**What this task involves**
Go to the line with "If you could indicate the black" in the records below, then output it and each following line exactly, up to and including the line with "point(489, 540)". Skip pictures and add nothing.

**Provided records**

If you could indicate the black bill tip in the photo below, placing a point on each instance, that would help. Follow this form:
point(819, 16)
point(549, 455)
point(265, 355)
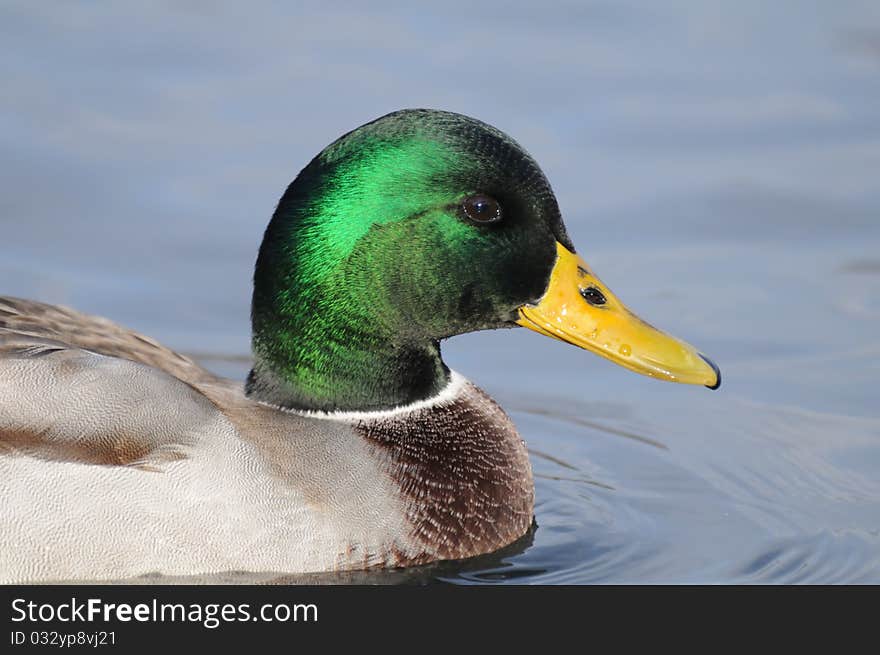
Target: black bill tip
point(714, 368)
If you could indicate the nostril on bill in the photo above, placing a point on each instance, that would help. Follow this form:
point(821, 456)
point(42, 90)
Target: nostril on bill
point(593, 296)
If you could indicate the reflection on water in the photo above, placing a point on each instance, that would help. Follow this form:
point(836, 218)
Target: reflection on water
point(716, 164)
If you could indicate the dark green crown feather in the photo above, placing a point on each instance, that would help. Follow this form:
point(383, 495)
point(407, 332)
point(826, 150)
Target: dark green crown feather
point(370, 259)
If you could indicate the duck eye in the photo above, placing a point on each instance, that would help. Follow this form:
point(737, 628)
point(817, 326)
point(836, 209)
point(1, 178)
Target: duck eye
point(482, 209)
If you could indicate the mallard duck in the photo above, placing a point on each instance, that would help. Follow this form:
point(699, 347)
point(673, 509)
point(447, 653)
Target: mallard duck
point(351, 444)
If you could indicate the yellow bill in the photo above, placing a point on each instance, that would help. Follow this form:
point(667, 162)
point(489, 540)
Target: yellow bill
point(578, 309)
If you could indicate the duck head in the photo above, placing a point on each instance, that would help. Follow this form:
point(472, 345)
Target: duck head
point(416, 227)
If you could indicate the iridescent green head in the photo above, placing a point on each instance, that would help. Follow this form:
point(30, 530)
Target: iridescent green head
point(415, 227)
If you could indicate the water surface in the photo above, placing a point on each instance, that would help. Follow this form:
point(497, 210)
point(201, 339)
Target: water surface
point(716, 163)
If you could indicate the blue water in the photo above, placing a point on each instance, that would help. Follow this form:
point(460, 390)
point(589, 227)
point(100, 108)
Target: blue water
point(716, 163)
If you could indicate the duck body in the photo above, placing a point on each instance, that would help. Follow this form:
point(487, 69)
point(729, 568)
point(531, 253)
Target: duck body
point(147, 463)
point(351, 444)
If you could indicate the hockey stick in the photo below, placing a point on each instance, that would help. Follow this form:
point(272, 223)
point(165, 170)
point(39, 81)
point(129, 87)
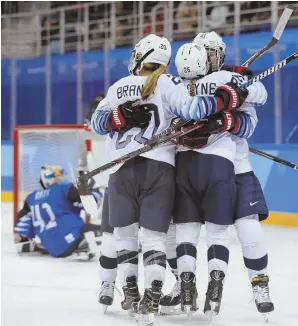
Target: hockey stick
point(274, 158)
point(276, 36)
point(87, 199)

...

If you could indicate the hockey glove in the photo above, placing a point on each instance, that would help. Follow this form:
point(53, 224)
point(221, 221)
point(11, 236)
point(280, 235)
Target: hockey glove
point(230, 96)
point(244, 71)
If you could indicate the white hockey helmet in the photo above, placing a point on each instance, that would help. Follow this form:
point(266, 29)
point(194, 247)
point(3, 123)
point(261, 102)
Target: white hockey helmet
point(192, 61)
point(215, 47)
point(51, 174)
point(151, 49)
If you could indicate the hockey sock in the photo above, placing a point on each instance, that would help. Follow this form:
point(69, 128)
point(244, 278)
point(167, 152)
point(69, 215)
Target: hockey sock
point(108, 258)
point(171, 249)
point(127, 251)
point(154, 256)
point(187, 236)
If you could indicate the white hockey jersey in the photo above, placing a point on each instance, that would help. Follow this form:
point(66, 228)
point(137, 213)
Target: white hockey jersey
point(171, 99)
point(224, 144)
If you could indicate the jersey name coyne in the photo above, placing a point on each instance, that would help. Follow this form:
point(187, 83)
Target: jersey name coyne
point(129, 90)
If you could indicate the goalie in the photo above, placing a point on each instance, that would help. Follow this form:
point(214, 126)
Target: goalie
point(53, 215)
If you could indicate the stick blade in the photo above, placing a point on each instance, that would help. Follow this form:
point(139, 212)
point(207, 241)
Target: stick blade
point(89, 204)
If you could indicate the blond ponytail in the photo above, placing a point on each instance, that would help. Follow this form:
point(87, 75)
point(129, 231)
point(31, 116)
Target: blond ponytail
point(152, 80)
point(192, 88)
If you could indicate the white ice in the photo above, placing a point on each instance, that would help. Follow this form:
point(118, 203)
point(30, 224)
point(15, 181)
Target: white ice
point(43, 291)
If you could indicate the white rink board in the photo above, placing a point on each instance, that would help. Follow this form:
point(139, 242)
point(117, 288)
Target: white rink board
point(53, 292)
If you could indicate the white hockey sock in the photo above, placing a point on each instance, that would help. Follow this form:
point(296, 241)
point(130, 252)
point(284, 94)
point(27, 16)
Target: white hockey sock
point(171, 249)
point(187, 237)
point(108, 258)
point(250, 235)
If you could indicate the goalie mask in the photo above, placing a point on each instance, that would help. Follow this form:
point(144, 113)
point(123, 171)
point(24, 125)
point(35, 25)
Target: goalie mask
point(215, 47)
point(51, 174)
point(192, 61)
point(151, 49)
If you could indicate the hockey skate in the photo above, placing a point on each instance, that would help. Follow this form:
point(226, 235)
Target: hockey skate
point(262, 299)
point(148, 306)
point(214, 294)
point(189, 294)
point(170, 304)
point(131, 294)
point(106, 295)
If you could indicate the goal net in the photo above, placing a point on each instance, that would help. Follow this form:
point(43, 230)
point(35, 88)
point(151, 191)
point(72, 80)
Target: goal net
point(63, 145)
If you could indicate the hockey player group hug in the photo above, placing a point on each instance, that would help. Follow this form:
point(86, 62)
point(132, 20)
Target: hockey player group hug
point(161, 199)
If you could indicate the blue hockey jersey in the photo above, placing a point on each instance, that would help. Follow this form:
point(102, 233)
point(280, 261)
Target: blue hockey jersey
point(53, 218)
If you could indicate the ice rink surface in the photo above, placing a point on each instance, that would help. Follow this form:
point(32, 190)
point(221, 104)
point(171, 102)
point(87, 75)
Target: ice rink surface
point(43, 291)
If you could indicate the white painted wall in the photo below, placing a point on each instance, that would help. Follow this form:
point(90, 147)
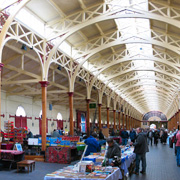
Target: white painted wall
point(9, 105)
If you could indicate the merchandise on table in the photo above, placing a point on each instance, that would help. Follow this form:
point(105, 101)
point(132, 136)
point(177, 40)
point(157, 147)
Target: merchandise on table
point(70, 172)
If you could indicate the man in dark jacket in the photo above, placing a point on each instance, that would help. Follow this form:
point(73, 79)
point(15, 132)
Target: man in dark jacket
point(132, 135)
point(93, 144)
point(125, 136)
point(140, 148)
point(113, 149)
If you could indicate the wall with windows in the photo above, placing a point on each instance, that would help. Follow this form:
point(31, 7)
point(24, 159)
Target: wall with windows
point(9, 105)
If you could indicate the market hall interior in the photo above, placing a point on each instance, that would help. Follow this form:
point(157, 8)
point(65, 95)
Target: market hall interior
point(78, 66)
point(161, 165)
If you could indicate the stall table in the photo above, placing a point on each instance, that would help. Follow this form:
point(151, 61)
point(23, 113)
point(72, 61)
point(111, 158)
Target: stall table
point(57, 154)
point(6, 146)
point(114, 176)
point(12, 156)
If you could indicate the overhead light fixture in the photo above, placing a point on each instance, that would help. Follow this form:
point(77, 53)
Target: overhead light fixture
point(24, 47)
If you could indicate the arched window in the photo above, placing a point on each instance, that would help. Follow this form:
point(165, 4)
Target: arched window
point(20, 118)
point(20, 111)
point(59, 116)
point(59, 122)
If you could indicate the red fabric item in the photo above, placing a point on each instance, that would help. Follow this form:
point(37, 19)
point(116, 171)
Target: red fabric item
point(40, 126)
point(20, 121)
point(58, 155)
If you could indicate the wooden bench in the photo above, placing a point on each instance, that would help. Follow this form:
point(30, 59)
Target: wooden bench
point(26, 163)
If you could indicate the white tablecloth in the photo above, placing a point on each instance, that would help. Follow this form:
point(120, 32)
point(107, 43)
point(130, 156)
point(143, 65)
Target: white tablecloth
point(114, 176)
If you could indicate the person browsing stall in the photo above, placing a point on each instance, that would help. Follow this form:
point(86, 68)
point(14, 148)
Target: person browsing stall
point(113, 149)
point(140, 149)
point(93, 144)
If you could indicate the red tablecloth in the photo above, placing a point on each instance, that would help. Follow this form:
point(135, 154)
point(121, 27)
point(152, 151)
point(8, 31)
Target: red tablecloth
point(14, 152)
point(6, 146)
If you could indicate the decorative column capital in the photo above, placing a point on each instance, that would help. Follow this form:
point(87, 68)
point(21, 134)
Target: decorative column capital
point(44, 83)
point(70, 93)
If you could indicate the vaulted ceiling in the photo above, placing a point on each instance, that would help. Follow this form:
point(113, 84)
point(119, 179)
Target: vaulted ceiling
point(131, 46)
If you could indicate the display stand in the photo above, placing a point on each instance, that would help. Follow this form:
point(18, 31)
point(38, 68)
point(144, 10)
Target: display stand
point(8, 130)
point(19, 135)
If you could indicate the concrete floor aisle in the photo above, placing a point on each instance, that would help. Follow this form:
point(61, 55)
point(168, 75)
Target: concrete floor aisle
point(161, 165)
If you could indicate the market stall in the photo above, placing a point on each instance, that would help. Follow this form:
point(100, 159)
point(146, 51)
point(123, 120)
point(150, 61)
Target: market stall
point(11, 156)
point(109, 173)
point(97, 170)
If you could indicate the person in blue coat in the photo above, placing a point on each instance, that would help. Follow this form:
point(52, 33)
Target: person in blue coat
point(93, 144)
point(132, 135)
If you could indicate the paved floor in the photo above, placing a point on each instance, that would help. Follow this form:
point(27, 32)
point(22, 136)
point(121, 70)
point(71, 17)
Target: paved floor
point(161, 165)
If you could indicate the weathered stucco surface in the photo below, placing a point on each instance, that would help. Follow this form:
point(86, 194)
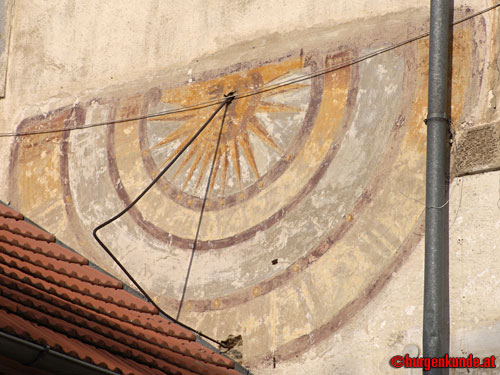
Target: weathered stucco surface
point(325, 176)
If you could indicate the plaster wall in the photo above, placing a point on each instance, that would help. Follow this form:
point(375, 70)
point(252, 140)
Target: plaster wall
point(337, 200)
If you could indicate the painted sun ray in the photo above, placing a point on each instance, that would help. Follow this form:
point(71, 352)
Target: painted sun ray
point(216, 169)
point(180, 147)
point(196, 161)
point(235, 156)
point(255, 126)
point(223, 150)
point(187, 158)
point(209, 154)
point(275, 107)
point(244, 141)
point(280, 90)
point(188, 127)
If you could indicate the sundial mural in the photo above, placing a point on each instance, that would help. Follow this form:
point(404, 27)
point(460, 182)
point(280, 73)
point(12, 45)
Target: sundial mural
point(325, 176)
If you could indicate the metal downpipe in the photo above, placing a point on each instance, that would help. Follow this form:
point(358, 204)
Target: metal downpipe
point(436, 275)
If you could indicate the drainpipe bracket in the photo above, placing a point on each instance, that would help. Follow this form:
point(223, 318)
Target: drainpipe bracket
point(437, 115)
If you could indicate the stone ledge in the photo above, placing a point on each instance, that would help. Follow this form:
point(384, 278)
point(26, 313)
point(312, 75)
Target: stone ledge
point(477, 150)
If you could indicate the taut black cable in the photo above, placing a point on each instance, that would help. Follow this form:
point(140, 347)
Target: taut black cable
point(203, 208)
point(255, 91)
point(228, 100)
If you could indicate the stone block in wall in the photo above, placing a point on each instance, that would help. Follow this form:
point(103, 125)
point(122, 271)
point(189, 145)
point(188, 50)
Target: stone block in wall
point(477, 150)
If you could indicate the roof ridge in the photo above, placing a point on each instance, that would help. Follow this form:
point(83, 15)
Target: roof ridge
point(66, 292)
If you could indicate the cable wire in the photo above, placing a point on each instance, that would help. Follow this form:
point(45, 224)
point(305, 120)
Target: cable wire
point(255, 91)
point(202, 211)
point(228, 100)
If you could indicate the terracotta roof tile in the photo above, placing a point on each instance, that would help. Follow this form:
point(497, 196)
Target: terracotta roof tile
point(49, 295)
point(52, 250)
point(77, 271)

**Reply to the exercise**
If you could indicate the black bill tip in the photo below, placing a point on each instance, that would help. Follow this form:
point(819, 16)
point(549, 455)
point(265, 355)
Target: black bill tip
point(714, 368)
If you could indicate the nostril on bill in the photo above, placing a point on each instance, that would help. Follow this form:
point(821, 456)
point(42, 90)
Target: nostril on bill
point(593, 296)
If you could indicate the reflection on water in the photo above, placing a point on each instance, that would help. Follow this form:
point(836, 218)
Target: reflection on water
point(716, 164)
If you could indicate the dark green crown feather in the photo above, placing a point on each instance, that would help. Follow this form:
point(383, 495)
point(407, 332)
point(826, 150)
Target: dark green crown feather
point(370, 259)
If you could indicate the duck eye in the photo above, placing a point on each instance, that would help. Follow this form:
point(737, 628)
point(817, 326)
point(836, 209)
point(1, 178)
Target: duck eye
point(482, 209)
If you could indicate the mallard duck in the photo above, placing a point on each instance, that would help. Follow this form:
point(699, 347)
point(673, 509)
point(447, 653)
Target: mallard duck
point(351, 444)
If you could indicate the yellow bill in the photo above, placing a point on each instance, that would help. Follow this form:
point(667, 162)
point(489, 540)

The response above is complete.